• Fragmento:

+===+

Sin embargo, pasados todos estos años, por alguna razón algo se ha invertido en esa conducta frente a la información. Mi padre, que dispone de un teléfono con conexión a Internet, mantiene su inmediata actitud de consulta, aunque hoy resuelta en los estantes virtuales de la Red. Sin embargo yo ya no puedo ser aquel. Ni siquiera logro relacionarme muy bien con la paciencia y el ejercicio, no ya de adquirir una información nueva, sino de recordar alguna olvidada.

Aquellas recreativas jornadas en eternas discusiones con amigos acerca de la alineación de un equipo de fútbol del pasado, o en qué disco fue publicada determinada canción, se han transformado en meros instantes de inmediata y aséptica resolución. Punto. Y pasamos a lo siguiente. Pero ¿qué es lo siguiente?

Dato nuestro que estás en los cielos…

Seguramente todos hemos escuchado hablar ya de Dataísmo, un concepto acuñado por el periodista David Brooks en una columna del New York Times publicada poco más de cinco años atrás. El Dataísmo refleja la creciente inclinación a optar por la representación simbólica de los datos del Big Data como herramientas de análisis mas confiables y con menos sesgos cognitivos.

+===+

• Entradas disponibles:
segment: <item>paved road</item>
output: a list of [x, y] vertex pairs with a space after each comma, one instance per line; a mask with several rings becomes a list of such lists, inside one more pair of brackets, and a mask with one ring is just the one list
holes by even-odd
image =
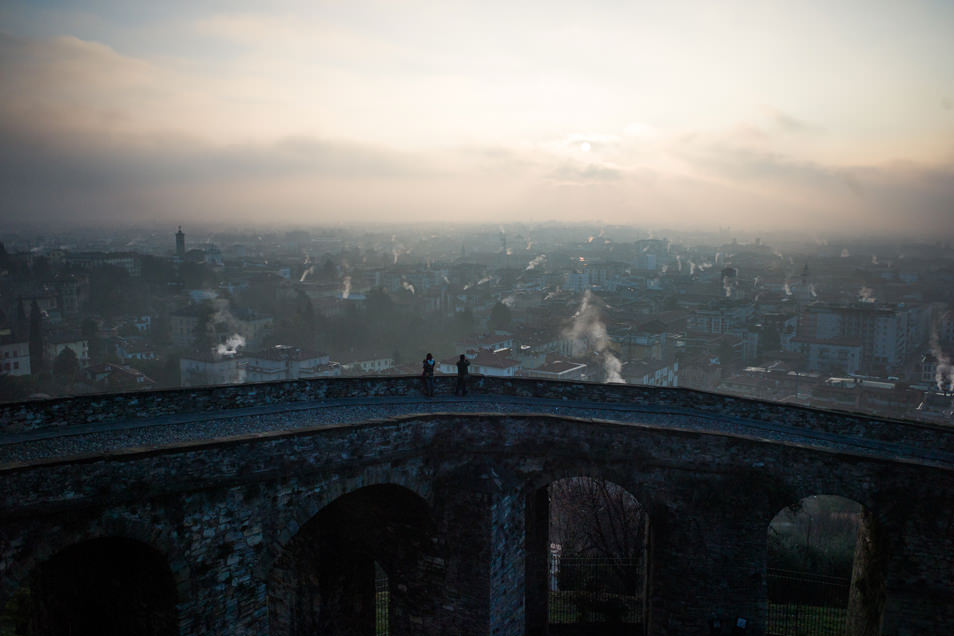
[[770, 440], [954, 470], [952, 453], [742, 420], [719, 413], [484, 394], [465, 398], [407, 396], [301, 402], [2, 435], [0, 469], [80, 455], [175, 446], [268, 431], [347, 426], [372, 419], [425, 413], [557, 415]]

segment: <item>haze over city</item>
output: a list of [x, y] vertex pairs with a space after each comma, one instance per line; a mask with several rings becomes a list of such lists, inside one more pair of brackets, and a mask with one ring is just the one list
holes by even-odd
[[950, 235], [946, 2], [7, 2], [0, 24], [8, 227]]

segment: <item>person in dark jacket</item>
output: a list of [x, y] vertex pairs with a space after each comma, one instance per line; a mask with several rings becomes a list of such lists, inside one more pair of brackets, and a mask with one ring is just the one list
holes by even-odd
[[434, 356], [427, 354], [423, 364], [424, 371], [421, 377], [424, 379], [424, 395], [434, 397]]
[[470, 366], [470, 360], [463, 353], [460, 354], [460, 360], [457, 361], [457, 387], [454, 389], [454, 395], [467, 395], [467, 367]]

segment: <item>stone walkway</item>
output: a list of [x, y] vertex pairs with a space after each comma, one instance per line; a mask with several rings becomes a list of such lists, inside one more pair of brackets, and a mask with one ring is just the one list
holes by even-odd
[[[0, 436], [0, 468], [123, 450], [176, 446], [185, 442], [314, 427], [347, 426], [427, 413], [556, 415], [673, 430], [704, 431], [788, 443], [865, 457], [933, 465], [954, 470], [954, 454], [911, 445], [846, 437], [699, 411], [662, 411], [619, 404], [474, 394], [377, 397], [269, 405], [148, 420], [42, 429]], [[276, 417], [280, 415], [281, 417]]]

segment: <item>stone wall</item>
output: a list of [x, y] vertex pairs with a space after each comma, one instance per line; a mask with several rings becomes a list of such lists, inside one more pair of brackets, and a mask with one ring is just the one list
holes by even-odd
[[[454, 376], [436, 378], [438, 393], [452, 393]], [[850, 413], [788, 406], [683, 388], [558, 382], [532, 378], [474, 376], [476, 393], [624, 405], [632, 410], [697, 418], [782, 423], [820, 434], [850, 436], [921, 449], [954, 452], [950, 427], [884, 420]], [[96, 422], [228, 412], [343, 398], [419, 395], [420, 378], [320, 378], [226, 387], [171, 389], [19, 402], [0, 406], [0, 431], [15, 433]], [[929, 451], [928, 451], [929, 452]]]
[[[360, 382], [370, 381], [354, 386]], [[366, 388], [398, 390], [402, 382]], [[484, 379], [479, 389], [554, 397], [574, 386]], [[582, 387], [606, 400], [716, 399]], [[742, 402], [750, 413], [760, 408], [718, 399]], [[545, 598], [525, 586], [539, 581], [526, 554], [539, 518], [533, 504], [540, 488], [572, 476], [614, 481], [648, 511], [651, 634], [705, 633], [713, 614], [744, 616], [748, 633], [760, 634], [768, 524], [815, 494], [857, 501], [879, 524], [888, 573], [883, 633], [954, 633], [954, 604], [945, 600], [954, 598], [951, 470], [725, 433], [543, 415], [404, 417], [4, 469], [0, 606], [65, 547], [128, 536], [168, 560], [182, 634], [289, 633], [269, 624], [285, 598], [270, 600], [270, 586], [298, 576], [275, 574], [287, 568], [289, 546], [329, 504], [390, 484], [421, 502], [424, 525], [433, 529], [433, 544], [416, 553], [420, 559], [404, 559], [415, 564], [405, 569], [440, 578], [438, 598], [409, 605], [391, 633], [522, 634]], [[390, 574], [398, 584], [401, 573]], [[423, 585], [426, 577], [404, 584], [415, 581]]]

+===+

• Enunciado:
Según el fragmento, ¿por qué el Dataísmo prefiere la representación de los datos del Big Data como herramientas de análisis? Contéstalo en una o dos oraciones.

• Tu respuesta:
Porque considera que esos datos son herramientas de análisis más confiables y con menos sesgos cognitivos.